AIM OF THE TASK:
Below are some entries. Repeat exactly the lines from the one with "hole in the image above." through the one with "on building in the image above.", and only those.
==== INPUT DATA ====
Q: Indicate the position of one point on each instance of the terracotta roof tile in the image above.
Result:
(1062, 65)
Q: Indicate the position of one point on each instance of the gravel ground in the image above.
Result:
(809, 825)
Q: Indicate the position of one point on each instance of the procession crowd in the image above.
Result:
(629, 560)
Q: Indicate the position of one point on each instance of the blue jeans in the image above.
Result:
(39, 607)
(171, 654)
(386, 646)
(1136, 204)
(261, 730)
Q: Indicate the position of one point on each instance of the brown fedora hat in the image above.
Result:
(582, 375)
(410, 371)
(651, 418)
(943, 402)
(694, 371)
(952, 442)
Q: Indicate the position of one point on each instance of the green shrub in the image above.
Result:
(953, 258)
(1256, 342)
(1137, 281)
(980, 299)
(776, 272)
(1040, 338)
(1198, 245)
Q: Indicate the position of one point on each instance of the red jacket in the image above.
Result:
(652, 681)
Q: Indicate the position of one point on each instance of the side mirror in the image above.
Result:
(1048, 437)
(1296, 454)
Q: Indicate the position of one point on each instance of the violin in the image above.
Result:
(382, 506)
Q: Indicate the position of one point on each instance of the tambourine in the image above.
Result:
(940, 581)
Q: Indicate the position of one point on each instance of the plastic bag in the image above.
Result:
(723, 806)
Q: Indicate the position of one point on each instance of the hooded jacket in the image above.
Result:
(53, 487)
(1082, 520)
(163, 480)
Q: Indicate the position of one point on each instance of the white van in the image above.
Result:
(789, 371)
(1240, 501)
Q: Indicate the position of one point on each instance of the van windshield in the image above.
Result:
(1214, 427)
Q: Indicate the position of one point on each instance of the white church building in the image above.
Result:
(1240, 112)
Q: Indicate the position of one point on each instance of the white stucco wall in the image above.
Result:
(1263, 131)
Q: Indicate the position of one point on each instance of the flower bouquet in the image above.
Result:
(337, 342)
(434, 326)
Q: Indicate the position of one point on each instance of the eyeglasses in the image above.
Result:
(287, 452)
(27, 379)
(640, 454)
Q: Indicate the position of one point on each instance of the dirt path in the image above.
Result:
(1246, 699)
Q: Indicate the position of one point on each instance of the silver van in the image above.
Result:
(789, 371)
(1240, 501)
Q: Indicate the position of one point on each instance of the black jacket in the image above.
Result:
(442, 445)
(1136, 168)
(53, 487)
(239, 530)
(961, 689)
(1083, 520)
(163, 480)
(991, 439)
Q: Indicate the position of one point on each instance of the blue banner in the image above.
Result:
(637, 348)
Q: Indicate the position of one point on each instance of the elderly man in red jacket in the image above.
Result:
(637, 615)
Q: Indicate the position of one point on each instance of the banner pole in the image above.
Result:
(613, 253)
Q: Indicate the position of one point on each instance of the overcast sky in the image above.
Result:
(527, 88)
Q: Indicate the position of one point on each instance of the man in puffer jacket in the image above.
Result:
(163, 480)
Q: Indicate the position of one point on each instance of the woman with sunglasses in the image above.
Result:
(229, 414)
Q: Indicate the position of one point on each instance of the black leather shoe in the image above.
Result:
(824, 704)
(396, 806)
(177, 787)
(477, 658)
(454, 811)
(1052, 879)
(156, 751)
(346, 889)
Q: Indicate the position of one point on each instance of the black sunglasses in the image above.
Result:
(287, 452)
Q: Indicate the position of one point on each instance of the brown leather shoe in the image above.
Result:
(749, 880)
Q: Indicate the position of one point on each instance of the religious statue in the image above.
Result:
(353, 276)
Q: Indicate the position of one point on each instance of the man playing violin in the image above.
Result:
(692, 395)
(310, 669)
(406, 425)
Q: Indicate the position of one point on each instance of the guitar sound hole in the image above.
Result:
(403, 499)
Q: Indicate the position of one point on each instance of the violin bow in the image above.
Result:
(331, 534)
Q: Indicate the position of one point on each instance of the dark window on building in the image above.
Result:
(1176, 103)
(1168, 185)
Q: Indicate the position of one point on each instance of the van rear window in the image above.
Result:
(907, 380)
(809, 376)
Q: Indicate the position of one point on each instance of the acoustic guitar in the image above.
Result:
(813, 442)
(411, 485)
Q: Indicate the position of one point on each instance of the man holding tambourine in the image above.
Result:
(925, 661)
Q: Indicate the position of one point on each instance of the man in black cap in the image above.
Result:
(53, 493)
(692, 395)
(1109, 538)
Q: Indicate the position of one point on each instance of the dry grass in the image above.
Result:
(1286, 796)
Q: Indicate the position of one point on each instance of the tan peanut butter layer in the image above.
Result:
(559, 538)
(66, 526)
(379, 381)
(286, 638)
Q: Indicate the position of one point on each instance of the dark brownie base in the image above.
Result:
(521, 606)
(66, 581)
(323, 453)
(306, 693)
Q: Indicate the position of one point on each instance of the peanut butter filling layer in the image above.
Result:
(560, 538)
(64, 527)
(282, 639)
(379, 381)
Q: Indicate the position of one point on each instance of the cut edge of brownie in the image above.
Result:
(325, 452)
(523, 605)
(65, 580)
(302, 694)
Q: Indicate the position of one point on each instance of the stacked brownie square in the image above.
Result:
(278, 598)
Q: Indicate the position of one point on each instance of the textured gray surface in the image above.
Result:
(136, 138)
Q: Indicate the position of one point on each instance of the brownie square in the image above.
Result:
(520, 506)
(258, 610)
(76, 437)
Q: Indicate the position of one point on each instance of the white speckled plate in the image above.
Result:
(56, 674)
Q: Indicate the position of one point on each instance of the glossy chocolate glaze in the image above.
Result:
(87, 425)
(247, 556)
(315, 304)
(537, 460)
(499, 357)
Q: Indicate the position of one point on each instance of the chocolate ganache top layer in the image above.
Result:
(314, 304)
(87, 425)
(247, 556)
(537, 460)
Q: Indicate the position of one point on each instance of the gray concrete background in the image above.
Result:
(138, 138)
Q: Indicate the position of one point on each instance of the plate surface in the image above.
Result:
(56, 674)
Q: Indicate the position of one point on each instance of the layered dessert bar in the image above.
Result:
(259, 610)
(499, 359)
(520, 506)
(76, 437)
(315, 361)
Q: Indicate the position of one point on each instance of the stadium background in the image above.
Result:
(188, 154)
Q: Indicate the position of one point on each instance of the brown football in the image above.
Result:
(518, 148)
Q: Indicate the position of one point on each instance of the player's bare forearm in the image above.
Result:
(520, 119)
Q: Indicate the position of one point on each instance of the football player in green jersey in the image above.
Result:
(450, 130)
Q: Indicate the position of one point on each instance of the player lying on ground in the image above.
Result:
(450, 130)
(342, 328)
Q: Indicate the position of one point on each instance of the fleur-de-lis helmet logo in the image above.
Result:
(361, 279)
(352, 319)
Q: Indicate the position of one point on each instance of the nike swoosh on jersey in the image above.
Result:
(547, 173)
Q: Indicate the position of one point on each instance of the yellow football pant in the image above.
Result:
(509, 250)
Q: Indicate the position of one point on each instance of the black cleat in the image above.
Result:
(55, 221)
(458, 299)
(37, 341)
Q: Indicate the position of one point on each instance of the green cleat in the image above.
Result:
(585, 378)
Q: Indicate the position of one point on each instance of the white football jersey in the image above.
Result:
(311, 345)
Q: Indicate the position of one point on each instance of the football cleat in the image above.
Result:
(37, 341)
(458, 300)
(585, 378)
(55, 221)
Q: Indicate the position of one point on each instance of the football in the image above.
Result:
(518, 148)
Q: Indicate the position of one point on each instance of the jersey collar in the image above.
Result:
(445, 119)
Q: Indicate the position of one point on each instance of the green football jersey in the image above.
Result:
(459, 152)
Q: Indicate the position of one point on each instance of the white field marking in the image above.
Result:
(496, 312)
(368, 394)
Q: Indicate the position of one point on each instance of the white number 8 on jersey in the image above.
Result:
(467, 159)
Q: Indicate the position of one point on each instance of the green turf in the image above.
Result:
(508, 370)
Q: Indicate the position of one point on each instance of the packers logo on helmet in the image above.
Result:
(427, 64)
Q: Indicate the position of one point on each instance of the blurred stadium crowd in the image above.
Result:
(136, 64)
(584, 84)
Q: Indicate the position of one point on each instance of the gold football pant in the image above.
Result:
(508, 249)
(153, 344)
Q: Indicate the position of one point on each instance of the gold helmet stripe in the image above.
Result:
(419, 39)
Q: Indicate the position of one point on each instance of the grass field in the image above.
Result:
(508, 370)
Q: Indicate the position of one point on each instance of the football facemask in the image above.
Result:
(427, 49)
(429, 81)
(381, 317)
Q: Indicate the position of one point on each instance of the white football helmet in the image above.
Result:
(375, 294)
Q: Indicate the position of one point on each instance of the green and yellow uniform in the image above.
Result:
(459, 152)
====
TASK ANSWER:
Q: Indicate the position of one point on each instance of the guitar sound hole in the image above.
Result:
(403, 499)
Q: Indicate the position of one point on each instance of the violin bow in the image above.
Result:
(331, 534)
Q: Indicate the position of one point on each instance of the dark window on building in the image above.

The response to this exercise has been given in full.